§ **EXERCISE GOAL**
Copy out the items from the very first line down to the line containing "(445, 21), (624, 209)", both included, and nothing else.

§ **EXTRACTED ENTRIES**

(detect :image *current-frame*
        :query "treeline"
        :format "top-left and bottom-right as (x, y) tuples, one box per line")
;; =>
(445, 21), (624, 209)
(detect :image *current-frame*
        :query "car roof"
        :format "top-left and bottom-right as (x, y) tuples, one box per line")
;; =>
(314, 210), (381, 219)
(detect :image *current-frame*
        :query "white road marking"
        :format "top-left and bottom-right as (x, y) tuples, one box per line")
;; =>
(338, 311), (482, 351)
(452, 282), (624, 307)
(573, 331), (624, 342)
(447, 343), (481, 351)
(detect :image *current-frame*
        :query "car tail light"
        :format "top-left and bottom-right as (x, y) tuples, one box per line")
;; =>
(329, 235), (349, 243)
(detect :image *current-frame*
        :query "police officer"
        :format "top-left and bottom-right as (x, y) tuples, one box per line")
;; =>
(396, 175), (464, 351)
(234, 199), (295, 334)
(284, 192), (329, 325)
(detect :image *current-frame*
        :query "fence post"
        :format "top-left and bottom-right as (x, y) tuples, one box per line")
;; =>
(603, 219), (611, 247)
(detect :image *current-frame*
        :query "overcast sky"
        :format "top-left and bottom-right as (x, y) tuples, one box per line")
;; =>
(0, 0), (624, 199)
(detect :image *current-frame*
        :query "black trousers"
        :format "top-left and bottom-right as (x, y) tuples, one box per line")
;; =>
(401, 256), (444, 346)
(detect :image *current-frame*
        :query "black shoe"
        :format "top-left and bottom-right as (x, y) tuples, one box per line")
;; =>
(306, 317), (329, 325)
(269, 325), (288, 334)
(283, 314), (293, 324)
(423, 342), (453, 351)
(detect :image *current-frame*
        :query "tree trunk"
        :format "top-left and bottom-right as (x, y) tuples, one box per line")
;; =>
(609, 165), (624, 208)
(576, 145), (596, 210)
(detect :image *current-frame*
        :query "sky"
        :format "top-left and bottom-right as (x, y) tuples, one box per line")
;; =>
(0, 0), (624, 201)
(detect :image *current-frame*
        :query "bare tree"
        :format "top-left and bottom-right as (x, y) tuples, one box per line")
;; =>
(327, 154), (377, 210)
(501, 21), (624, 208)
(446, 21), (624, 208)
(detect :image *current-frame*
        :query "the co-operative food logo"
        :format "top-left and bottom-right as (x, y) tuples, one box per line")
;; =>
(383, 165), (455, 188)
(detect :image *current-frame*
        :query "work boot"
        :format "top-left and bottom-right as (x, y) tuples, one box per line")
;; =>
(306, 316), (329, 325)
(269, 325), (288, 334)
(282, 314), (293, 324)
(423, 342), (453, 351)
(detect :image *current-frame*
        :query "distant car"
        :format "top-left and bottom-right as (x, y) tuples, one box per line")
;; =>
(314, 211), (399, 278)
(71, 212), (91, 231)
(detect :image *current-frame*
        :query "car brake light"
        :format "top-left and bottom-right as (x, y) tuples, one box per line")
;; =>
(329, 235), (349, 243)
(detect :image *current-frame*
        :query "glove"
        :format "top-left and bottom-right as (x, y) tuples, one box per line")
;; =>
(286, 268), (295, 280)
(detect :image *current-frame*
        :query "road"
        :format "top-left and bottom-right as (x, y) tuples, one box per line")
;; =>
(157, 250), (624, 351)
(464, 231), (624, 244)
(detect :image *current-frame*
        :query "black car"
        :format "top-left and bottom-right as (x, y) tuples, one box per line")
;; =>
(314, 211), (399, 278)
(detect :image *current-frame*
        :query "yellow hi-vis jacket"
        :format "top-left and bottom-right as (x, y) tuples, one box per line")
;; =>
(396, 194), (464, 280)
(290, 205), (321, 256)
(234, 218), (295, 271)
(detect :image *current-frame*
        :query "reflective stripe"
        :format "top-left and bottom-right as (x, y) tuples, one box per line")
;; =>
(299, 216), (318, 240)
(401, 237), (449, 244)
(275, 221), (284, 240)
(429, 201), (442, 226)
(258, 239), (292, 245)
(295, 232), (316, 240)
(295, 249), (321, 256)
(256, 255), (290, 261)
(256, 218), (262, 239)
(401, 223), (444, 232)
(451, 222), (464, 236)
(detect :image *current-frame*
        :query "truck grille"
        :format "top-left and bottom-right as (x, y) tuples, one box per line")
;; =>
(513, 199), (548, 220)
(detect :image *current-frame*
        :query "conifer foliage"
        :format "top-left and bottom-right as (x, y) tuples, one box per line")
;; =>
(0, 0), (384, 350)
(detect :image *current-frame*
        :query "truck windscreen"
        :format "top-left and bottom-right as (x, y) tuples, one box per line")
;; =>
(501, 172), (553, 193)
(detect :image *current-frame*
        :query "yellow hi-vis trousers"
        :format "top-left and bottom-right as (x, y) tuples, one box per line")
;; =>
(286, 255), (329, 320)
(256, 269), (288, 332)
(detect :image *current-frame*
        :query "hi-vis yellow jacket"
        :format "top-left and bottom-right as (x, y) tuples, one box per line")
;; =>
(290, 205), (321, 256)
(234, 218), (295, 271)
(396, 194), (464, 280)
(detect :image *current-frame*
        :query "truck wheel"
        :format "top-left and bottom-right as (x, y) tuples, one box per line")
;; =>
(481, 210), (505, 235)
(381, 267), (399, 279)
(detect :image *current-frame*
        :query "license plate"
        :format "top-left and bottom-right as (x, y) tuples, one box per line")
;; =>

§ **TASK ANSWER**
(detect :image *current-frame*
        :query "treeline"
        :format "top-left and bottom-right as (x, y) tuples, one box per line")
;; =>
(445, 21), (624, 209)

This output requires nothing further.